■ WHAT IS NEEDED
Continue the blog post about whether deflation is worth worrying about, starting right after its last sentence.

■ EXTRACT TO READ
§

Wednesday, October 22, 2014

What's More Scary, Ebola or Deflation?

David Wessel gives us five reasons to worry about deflation. Should we worried? Well, probably not for the reasons Wessel mentions, which are:

Deflation is a generalized decline in prices and, sometimes, wages. Sure, if you’re lucky enough to get a raise, your paycheck goes further–but those whose wages decline or who are laid off or work fewer hours are not going to enjoy a falling price index.
Here's what I think Wessel might be trying to say. Imagine a Woodford cashless world in which money serves only as a unit of account. As well, there are no sticky prices or sticky wages, but suppose there are labor market frictions, so that there is always some churn in the labor market and some unemployment. In this world, the inflation rate does not matter. Wages, prices, unemployment insurance benefits, etc., are all indexed to the aggregate price level. That's a useful starting point. You can see that Wessel is a little confused though, as in such a world, there's really nothing to "enjoy" about deflation. We really wouldn't care.

It can be hard (though, as we’ve seen, not impossible) for employers to cut nominal wages when conditions warrant; it’s easier to give raises that are less than the inflation rate, which is what economists call a real wage cut. And if wages are, as economists say, marked by “downward nominal rigidity,” then employers will hire fewer people.
So, suppose that there is a sustained deflation of, say, -2% per year. Also, suppose that there is a law stating that no firm can reduce an existing employee's nominal wage rate. Question: Will that constraint bind in enough circumstances to matter in an economically significant way? Answer: Probably not. Why? First, on average, real wages increase over time with productivity growth. Of course, if we are experiencing productivity growth of 1% per year, and an inflation rate of -2% per year, average nominal wages should be falling at about 1% per year. But, supposing all workers are identical, it can still be the case that each individual living in this world can have an increasing nominal wage profile over his or her lifetime, since individual productivity can be growing at a much higher rate than aggregate productivity, as the individual gains experience (and thus accumulates human capital) over his or her lifetime. But individuals are not identical. People experience random shocks to their health that affect their productivity, and particular skills become more or less valuable in the market as technology changes and demand shifts among goods and services. So, if everyone were paid their marginal products, this would in general require downward nominal wage adjustments for some workers in the face of generalized deflation. But there are ways to get around a constraint on reducing the nominal wage rate for a given worker in a given job. It may be possible to adjust the worker's assigned tasks - i.e. change the job instead of the wage. Also, benefits can be adjusted. There is always job turnover, so it is possible for a given firm to adjust wages for its workforce through attrition. Further, of course firms are not literally constrained to refrain from downward nominal wage adjustment. In the face of a persistent deflation, it's straightforward for managers to point that out to workers - presumably most workers know what the CPI is. As well, firms that find ways to reduce nominal compensation where appropriate in the midst of a deflation will do better than those who don't, and most workers faced with losing their jobs or taking a nominal wage cut would choose the latter. So, I can't see that this is a serious problem. If a nonnegativity constraint on nominal wage changes were serious business, I think labor economists would be paying more attention to it. The fact that they don't is important, I think.

§

■ SUPPLIED RECORDS
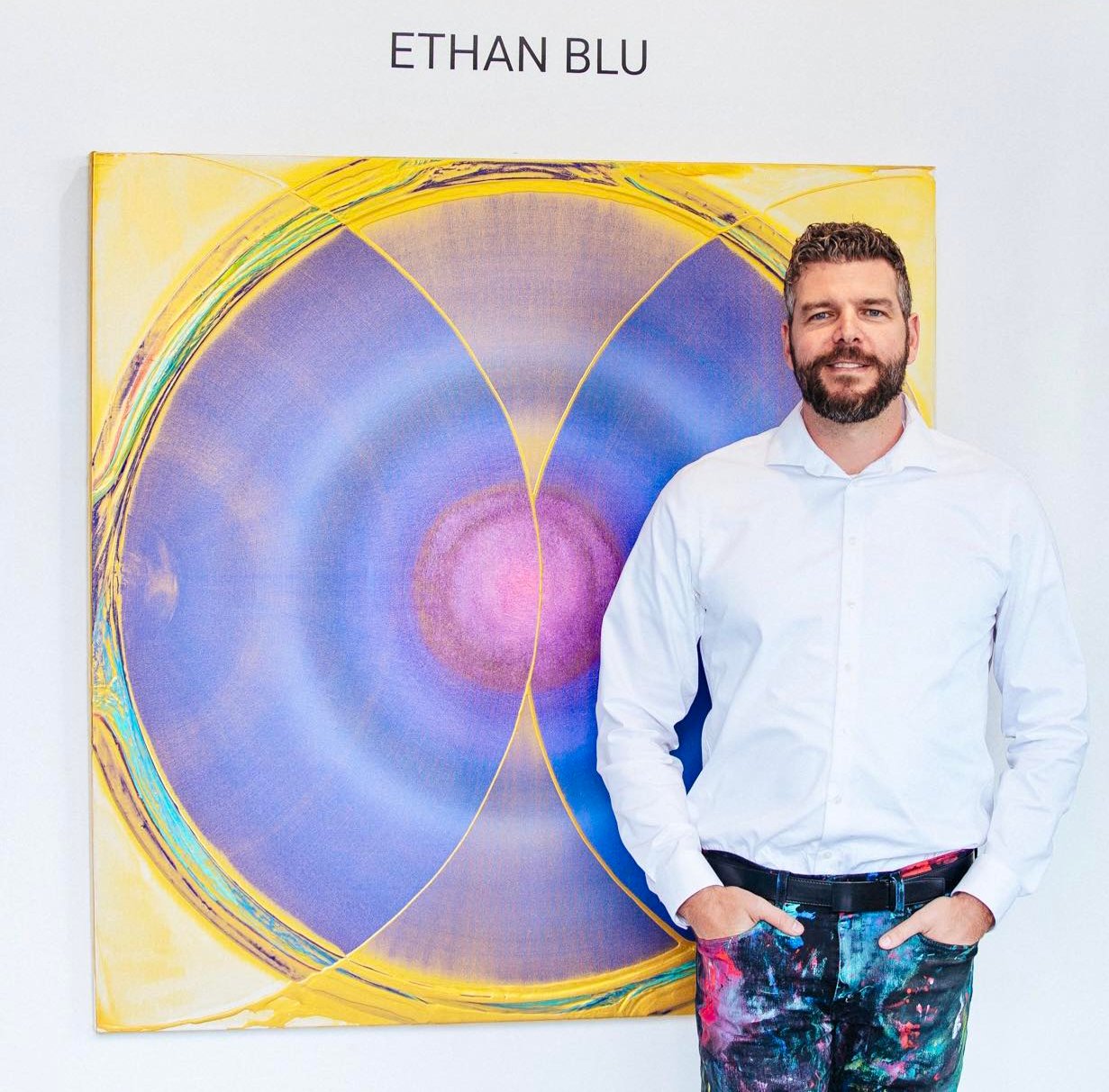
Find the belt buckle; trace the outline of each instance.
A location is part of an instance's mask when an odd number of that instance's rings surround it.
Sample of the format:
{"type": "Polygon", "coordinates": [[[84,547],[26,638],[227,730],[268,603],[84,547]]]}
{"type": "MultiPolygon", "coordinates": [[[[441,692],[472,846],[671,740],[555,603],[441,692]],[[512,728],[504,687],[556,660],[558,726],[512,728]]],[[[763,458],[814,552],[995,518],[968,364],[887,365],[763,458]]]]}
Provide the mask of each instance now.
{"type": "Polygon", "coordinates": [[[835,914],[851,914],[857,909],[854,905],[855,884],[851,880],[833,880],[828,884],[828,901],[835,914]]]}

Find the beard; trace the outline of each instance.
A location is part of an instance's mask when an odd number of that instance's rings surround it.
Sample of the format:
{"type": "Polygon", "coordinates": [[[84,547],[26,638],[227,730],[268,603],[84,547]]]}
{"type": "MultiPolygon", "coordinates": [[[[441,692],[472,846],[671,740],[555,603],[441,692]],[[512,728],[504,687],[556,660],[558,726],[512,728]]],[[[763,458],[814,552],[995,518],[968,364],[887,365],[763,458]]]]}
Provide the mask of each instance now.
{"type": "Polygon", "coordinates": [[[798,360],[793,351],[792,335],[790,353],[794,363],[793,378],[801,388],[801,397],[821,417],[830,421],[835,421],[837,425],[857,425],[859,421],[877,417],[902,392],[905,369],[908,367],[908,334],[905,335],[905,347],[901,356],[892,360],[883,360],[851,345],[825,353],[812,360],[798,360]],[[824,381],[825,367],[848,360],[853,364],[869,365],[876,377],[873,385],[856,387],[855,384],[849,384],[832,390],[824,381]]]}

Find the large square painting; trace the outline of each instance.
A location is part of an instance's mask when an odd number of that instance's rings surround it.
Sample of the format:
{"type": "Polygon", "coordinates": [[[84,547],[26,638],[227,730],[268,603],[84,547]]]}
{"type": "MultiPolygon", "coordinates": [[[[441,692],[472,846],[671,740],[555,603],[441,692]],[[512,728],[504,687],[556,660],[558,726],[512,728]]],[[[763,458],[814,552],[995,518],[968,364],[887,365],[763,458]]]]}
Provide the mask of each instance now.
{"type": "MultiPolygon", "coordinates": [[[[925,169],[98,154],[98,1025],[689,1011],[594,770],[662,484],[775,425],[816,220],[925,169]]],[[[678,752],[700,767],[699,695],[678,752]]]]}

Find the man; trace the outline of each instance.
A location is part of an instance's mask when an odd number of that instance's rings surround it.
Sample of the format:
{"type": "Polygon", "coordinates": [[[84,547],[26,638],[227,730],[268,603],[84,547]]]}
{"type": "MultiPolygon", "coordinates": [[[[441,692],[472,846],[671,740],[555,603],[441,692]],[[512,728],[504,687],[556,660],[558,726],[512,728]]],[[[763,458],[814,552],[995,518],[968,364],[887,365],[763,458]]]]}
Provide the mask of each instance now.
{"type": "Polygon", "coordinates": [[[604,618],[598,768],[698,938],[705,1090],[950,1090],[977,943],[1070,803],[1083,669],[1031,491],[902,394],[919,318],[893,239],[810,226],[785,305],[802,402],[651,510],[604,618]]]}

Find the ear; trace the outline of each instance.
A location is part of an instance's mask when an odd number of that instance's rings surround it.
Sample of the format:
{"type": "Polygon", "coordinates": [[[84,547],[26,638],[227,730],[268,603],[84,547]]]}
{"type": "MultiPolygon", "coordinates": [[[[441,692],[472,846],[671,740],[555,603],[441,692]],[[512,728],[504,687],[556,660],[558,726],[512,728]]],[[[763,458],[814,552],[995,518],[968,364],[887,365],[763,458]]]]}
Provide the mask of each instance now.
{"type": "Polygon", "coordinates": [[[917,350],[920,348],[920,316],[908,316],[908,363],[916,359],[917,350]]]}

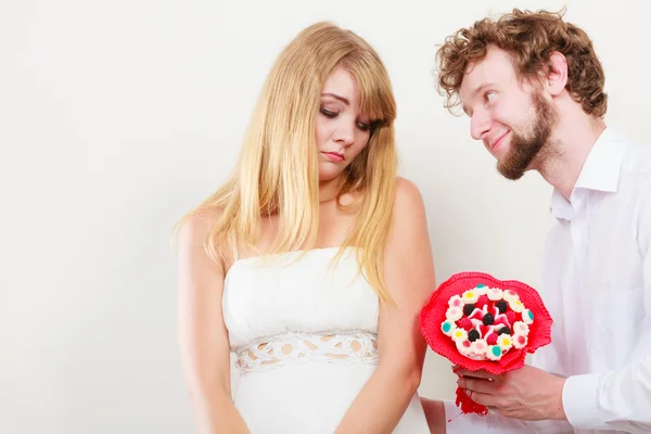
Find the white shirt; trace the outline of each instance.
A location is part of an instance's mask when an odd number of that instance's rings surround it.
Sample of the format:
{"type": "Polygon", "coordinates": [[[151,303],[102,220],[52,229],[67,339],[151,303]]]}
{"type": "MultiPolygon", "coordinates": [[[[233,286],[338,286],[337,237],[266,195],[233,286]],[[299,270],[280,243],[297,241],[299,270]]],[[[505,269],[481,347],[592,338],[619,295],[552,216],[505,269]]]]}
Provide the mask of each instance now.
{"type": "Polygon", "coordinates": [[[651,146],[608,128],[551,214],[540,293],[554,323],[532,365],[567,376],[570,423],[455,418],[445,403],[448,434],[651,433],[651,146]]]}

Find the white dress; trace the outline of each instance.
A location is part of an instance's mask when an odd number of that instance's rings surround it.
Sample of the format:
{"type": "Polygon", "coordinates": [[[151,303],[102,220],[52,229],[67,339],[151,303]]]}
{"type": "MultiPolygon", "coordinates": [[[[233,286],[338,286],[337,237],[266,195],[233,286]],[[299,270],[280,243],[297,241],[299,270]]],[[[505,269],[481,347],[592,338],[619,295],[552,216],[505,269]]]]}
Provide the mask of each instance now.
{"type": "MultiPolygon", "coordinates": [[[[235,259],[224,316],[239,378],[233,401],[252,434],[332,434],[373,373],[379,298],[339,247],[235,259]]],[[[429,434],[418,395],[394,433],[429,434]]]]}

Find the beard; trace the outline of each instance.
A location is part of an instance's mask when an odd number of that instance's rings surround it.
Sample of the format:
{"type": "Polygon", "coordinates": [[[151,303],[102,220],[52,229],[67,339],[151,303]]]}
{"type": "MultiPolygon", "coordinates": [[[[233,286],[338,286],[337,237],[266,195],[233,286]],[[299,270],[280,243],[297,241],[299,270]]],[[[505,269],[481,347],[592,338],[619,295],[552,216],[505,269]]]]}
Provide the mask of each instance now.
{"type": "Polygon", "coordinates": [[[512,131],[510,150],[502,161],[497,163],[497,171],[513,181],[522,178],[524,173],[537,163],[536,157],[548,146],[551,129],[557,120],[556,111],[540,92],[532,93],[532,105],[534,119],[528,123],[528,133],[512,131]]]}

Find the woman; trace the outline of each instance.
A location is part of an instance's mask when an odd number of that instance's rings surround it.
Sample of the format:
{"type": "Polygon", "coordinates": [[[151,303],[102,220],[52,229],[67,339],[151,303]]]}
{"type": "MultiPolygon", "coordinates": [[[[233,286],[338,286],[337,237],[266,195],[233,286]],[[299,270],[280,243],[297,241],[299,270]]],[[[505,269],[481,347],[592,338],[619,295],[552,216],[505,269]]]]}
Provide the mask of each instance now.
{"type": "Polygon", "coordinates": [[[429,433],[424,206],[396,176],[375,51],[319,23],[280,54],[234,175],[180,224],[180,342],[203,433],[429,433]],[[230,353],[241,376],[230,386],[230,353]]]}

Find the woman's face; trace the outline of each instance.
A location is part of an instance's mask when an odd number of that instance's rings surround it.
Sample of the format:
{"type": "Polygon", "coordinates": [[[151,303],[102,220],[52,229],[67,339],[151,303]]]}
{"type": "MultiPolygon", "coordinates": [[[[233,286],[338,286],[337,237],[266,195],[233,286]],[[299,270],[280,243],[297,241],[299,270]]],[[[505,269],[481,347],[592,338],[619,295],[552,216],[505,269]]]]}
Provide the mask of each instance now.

§

■ THE REPLY
As economic textbooks teach, the prospect that things will cost less tomorrow than they do today encourages people to put off buying. If enough people do that, then businesses are less likely to hire and invest, and that makes everything worse.
If people actually put this idea in textbooks, that is a bad thing. It's certainly not in mine. See my comment on #1. If deflation is just a sustained decrease in the unit of account, and nothing else, then it can't have any consequences for consumption/savings decisions. To say something about that we have to go more deeply into what is causing the deflation, its effects on rates of return on assets, etc. #3 makes no more sense than to say that there will be higher consumption and lower savings if the inflation rate is 5% rather than 3%. It's not clear why.

Deflation is terrible for debtors. Prices and wages fall, but the value of your debt does not. So you’re forced to cut spending. This applies to consumers and to governments, and it is one of the biggest issues in Europe right now. As Yale University economist Irving Fisher wrote decades ago, debtors are likely to cut spending more than creditors increase it, and this can turn into a really bad downward spiral. (The experience of Japan, though, proves that an economy can have a prolonged period of moderate deflation without falling into that downward spiral.)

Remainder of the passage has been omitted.